(Work order)
What is needed is an exact copy of the line with "Cross-reference task — this photo allegedly shows weed." and all lines that follow it in the entries below, the last line included.
━━ Records supplied ━━
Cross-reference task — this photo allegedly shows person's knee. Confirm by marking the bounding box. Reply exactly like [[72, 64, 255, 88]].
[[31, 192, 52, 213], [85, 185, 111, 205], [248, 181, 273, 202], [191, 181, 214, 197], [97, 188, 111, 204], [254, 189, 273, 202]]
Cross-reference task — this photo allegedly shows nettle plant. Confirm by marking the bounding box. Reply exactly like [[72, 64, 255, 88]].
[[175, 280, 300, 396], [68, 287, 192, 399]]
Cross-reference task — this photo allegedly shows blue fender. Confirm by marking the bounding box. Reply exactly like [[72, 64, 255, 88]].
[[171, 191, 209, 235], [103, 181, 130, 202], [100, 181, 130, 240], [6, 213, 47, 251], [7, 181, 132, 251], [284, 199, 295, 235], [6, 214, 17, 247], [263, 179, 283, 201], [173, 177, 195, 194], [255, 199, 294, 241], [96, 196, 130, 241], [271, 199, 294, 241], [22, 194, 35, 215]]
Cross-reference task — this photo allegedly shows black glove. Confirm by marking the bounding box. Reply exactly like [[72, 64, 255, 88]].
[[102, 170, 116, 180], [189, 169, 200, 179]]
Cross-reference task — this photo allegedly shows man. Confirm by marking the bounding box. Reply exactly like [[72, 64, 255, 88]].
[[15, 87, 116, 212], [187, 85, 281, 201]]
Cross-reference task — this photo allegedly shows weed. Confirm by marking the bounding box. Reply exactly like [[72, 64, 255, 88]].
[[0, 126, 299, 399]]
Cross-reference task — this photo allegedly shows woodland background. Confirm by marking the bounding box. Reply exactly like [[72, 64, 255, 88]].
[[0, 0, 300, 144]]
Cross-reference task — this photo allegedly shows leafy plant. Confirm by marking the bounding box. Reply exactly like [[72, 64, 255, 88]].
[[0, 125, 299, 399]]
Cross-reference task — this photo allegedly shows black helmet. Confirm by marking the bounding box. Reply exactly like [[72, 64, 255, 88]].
━━━
(Finished exercise)
Cross-reference task — this photo allegedly shows weed. Confirm by marking the bounding box. Reply exactly like [[72, 64, 255, 88]].
[[0, 126, 299, 399]]
Cross-reference task — this photo allegedly shows woodland background. Confirm by marking the bounding box. Reply exactly like [[72, 64, 255, 88]].
[[0, 0, 300, 144]]
Cross-reference task — this photo allegedly shows leafy plant. Confirm by marking the bounding box. Reply exactly like [[72, 64, 255, 88]].
[[0, 125, 299, 399]]
Cross-reference task — this photo allegedly shows black helmet. Confirm by marking the bounding box. Reply exactly like [[72, 64, 255, 88]].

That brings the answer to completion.